:: Instructions for the task ::
Continue the page text on running Kafka in Docker, picking up right after its final sentence.

This minimal setup maps the relevant ports, links Kafka to Zookeeper, and mounts a Docker volume, so messages do not vanish if the containers restart. Be sure to use environment variables to configure broker identity, listener addresses, and connection endpoints between services.

A thorough understanding of Kafka is essential in acing a data engineering interview. Prepare for your next data engineering interview with our extensive list of Kafka interview questions and answers using these 20 Kafka Interview Questions for Data Engineers.

Extended configuration

Professional setups often add tools such as Kafka UI, Schema Registry, or REST Proxy for easier management and inspection of messages. These can be added to the services block in your compose file. For example:

kafka-ui:
  image: provectuslabs/kafka-ui:latest
  ports:
    - "8080:8080"
  environment:
    KAFKA_CLUSTERS_0_NAME: "Local"
    KAFKA_CLUSTERS_0_BOOTSTRAPSERVERS: "kafka:9092"

Persisting Kafka topics and logs across restarts is essential for testing recovery scenarios or long-running jobs. Always mount Docker volumes to /var/lib/kafka/data for each broker and /var/lib/zookeeper for Zookeeper, if in use.

Choosing the right image is key. Here is a quick summary:

Kafka Docker Image	Maintainer	Features	Best Use Case
Confluent	Confluent	Full set, many add-ons	Production-like setups, advanced testing
Bitnami	Bitnami	Clean, minimal	Local development, resource-constrained environments
Apache Kafka (KRaft)	Apache	Zookeeper-less, simplified setup	Modern deployments, simplified architecture

The How to Learn Apache Kafka in 2025 tutorial goes into more details about Kafka, including

What makes Apache Kafka popular?
Main features of Apache Kafka
Various applications of Apache Kafka

Interacting with Kafka in Docker

Once Kafka is running via Docker Compose, you can immediately create topics and send data, just as you would with any standard deployment.

CLI access and Kafka commands

Use docker-compose exec or docker exec to run Kafka CLI tools. For example, to create a topic, you can execute:

docker-compose exec kafka kafka-topics.sh --create --topic demo --bootstrap-server localhost:9092

You can also use kafka-console-producer.sh and kafka-console-consumer.sh in the same way. This provides a fast feedback loop for integration testing or experimentation without polluting your local environment.

Programmatic access from apps

Applications and scripts can connect to your containerized Kafka using the host’s advertised bootstrap servers. For local apps, set bootstrap.servers=localhost:9092 or the equivalent.

Common clients include the official Kafka libraries for Python, Java, NodeJS, and Go. Watch that your application’s network stack can reach the correct ports and addresses.

Docker Networking and Kafka Connectivity

Kafka's networking configuration frequently presents challenges. Understanding internal and external listeners and how to expose services is vital.

Internal vs external listeners

Kafka brokers use listeners to control client connections. Two common setups are:

PLAINTEXT://:9092 for local, unsecured traffic, especially for dev
SSL or SASL_SSL listeners for encrypted or authenticated connections

In docker-compose, expose the right ports and ensure KAFKA_ADVERTISED_LISTENERS matches the actual host and port your apps use. If running in a VM or cloud, set this configuration to the public IP and mapped port.

(Data items)
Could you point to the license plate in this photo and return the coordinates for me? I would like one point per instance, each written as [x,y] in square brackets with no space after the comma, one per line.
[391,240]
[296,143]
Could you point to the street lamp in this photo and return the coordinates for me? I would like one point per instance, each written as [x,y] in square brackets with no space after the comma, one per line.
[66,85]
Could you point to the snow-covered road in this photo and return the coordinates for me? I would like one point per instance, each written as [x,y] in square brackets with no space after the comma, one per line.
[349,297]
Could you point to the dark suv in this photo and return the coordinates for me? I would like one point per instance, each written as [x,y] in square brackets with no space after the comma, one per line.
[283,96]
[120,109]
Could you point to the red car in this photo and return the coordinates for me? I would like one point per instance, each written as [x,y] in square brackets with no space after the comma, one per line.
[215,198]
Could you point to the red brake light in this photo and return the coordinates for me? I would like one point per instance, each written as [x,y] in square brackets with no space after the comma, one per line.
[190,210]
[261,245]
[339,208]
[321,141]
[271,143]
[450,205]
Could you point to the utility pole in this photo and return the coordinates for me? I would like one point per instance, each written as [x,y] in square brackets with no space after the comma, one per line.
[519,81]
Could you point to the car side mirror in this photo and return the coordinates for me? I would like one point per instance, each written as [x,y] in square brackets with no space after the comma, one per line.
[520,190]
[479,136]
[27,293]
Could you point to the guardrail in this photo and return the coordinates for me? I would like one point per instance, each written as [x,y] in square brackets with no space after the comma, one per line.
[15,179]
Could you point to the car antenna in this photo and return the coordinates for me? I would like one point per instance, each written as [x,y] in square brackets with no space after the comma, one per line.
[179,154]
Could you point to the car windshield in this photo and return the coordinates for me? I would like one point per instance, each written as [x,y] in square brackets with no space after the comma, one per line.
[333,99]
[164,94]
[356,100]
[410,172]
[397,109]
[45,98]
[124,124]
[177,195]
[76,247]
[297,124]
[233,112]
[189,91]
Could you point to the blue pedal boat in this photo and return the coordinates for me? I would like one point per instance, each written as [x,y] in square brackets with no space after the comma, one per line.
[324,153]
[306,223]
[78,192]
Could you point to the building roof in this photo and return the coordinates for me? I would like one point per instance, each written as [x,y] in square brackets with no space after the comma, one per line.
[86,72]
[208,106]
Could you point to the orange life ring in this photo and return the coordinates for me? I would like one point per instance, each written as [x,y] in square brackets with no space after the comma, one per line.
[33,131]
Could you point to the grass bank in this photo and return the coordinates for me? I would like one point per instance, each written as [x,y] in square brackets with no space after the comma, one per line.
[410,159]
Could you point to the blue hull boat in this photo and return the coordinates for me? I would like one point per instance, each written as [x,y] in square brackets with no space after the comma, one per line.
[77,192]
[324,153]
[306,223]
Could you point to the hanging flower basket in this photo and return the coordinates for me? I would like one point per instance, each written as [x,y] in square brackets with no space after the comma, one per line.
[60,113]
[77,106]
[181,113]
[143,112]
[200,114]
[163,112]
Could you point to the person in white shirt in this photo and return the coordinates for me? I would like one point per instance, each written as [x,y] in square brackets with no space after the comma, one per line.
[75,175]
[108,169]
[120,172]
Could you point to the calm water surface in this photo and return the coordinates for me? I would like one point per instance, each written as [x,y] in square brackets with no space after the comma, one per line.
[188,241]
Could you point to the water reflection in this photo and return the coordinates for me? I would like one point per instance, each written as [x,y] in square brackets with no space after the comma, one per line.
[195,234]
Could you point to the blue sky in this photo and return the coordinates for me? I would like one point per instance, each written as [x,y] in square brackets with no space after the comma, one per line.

:: Result below ::
Aspect	Internal Listener	External Listener
Common Protocol	PLAINTEXT://:9092	SSL://, SASL_SSL://, or mapped PLAINTEXT://
Security	Unencrypted, unauthenticated	Encrypted and/or authenticated
Typical Usage	Local development, intra-container traffic	Remote clients, cloud VMs, production access
Docker Compose Setup	Expose port 9092 inside network	Map 9092 to host, set KAFKA_ADVERTISED_LISTENERS to public IP
Configuration Focus	Simplicity and speed	Reliability, security, public access
Networking Scope	Localhost or internal Docker network	Public IP or external-facing domain

Configuring multiple listeners for diverse client access

In Docker environments, it's common to set up multiple listeners to handle different client access scenarios:

environment:
  KAFKA_LISTENERS: INTERNAL://0.0.0.0:29092,EXTERNAL://0.0.0.0:9092
  KAFKA_ADVERTISED_LISTENERS: INTERNAL://kafka:29092,EXTERNAL://localhost:9092
  KAFKA_LISTENER_SECURITY_PROTOCOL_MAP: INTERNAL:PLAINTEXT,EXTERNAL:PLAINTEXT
  KAFKA_INTER_BROKER_LISTENER_NAME: INTERNAL

This setup allows internal Docker clients to connect via the INTERNAL listener and external clients to connect via the EXTERNAL listener.

Troubleshooting connectivity

Common errors include ‘broker not available’, ‘connection refused’, or client timeouts. Verify:

Ports are exposed and mapped correctly
Broker advertised listeners match your client’s target address
All containers are healthy using docker-compose ps
DNS resolution works between containers (use the service name, e.g. kafka:9092)
Try docker network inspect to debug cross-container links

Kafka Docker in Production-Like Environments

Beyond local testing, Dockerized Kafka environments also help with staging and CI/CD.

Container orchestration strategies

Orchestrators like Docker Swarm and Kubernetes can manage multi-broker Kafka setups, rolling updates, and service discovery. Each broker gets its container, with attached persistent storage.

In Kubernetes, StatefulSets handle ordered deployment and create stable DNS names for each broker.

Logging and monitoring

Direct Kafka logs to the Docker log driver or external storage for analysis. Many teams pipe logs to Elasticsearch, Loki, or Splunk for troubleshooting. Pair Dockerized Kafka with Prometheus and Grafana for cluster monitoring.

Optimization Tips for Kafka in Docker

Kafka’s performance depends on careful resource and storage management.

Resource allocation

Give each broker container enough CPU, RAM, and disk to mimic production as closely as possible. Tune Docker resource limits and pass JVM options with KAFKA_JVM_PERFORMANCE_OPTS for heap and garbage collector settings.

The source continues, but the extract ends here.